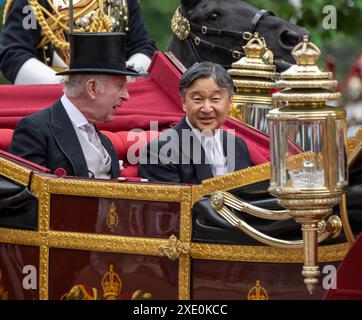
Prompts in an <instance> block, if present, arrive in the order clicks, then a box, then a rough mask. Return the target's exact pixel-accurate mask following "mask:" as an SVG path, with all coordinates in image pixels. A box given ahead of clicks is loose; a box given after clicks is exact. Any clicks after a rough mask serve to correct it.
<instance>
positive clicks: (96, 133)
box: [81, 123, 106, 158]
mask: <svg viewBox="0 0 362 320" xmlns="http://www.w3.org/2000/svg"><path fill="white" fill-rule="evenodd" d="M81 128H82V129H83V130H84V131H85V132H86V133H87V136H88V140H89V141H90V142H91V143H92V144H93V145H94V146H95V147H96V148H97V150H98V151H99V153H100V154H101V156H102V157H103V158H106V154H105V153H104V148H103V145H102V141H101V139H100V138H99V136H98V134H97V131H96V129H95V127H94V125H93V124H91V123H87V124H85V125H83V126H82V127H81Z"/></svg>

*****

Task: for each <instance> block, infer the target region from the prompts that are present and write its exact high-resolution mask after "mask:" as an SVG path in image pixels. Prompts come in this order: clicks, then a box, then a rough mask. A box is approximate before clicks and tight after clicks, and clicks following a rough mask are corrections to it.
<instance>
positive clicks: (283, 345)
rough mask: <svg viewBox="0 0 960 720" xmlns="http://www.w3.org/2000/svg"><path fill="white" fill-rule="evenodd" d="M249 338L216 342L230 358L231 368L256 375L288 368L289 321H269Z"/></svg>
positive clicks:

*****

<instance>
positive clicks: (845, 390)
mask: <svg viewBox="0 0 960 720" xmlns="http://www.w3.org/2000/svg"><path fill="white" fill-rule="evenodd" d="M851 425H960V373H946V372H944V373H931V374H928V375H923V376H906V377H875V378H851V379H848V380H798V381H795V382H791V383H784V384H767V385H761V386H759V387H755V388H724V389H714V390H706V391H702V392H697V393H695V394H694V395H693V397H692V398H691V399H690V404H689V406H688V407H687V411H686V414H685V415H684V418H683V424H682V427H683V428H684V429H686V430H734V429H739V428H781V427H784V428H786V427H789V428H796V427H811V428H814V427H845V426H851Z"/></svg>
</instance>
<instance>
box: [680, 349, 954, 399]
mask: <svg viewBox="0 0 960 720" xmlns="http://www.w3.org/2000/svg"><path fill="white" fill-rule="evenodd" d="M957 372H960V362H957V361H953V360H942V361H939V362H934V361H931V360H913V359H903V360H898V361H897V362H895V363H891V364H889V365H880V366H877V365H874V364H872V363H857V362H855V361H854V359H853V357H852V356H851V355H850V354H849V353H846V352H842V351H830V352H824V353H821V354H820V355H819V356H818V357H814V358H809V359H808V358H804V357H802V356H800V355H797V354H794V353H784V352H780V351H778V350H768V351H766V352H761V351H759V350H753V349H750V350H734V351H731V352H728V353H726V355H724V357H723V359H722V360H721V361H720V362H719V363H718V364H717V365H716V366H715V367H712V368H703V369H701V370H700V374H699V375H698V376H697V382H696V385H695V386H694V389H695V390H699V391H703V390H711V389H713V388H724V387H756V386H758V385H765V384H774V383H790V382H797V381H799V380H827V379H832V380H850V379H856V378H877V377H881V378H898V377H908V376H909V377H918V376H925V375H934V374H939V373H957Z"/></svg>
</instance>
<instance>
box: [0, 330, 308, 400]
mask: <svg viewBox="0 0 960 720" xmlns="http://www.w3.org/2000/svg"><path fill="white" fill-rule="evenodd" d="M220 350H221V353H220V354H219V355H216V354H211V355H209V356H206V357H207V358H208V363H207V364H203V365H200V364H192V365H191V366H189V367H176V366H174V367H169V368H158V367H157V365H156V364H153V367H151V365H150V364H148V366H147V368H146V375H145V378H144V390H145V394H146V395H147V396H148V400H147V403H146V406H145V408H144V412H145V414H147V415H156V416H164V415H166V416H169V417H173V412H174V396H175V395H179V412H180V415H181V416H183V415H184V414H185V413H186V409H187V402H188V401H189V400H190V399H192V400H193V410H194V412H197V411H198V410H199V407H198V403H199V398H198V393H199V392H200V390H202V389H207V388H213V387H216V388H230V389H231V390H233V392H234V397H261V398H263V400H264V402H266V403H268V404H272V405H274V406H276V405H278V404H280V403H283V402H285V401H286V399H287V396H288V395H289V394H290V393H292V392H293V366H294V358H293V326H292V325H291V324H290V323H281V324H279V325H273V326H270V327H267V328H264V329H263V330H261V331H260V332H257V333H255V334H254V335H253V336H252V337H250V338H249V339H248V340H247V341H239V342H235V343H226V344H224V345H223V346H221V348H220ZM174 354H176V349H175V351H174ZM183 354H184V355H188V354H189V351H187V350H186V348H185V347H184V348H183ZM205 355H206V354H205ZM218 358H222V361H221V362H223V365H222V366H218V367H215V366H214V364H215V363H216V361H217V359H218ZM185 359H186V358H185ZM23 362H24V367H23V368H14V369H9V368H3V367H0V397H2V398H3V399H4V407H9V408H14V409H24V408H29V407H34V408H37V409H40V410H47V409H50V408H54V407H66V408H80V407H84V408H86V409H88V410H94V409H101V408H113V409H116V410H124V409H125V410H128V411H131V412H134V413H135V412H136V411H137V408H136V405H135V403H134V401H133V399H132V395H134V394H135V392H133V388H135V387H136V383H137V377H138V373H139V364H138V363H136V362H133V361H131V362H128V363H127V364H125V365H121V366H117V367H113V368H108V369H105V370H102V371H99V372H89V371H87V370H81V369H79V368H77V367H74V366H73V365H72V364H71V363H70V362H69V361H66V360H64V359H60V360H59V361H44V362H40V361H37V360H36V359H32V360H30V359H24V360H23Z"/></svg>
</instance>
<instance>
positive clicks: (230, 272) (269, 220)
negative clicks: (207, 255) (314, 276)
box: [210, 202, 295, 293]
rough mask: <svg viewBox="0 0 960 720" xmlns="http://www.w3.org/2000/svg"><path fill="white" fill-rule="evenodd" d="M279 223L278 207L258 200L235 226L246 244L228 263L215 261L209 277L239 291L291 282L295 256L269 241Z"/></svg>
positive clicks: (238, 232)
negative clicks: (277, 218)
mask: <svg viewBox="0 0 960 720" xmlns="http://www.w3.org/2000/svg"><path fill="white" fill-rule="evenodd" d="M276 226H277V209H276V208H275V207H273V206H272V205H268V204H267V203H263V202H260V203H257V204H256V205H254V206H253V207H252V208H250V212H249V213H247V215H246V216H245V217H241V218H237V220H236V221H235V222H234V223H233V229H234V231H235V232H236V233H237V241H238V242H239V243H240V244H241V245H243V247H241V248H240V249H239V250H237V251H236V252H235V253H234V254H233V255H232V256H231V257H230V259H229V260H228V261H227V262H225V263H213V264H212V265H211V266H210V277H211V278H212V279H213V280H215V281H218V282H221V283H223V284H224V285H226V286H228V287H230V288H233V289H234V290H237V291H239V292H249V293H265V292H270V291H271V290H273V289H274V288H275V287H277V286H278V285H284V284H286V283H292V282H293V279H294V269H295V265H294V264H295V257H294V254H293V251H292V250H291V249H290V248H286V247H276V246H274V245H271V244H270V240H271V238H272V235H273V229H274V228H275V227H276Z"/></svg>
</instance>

*****

● **Brief**
Report every line of the rows above that contains the string "then", copying each such line in full. Case counts.

● **Result of this task**
Prompts in an <instance> block, if present, arrive in the order clicks, then a box, then a rough mask. Return the target's exact pixel-accurate mask following "mask:" as an SVG path, with all coordinates in image pixels. A box given ahead of clicks is loose; a box given after clicks is exact. Any clicks after a rough mask serve to correct it.
Task: for each <instance> block, infer the target region from the prompts that are present and write its exact high-resolution mask after "mask:" as an SVG path in image pixels. Prompts come in this order: clicks, then a box, then a rough mask. A box is approximate before clicks and tight after clicks, and clicks following a rough mask are corrections to it.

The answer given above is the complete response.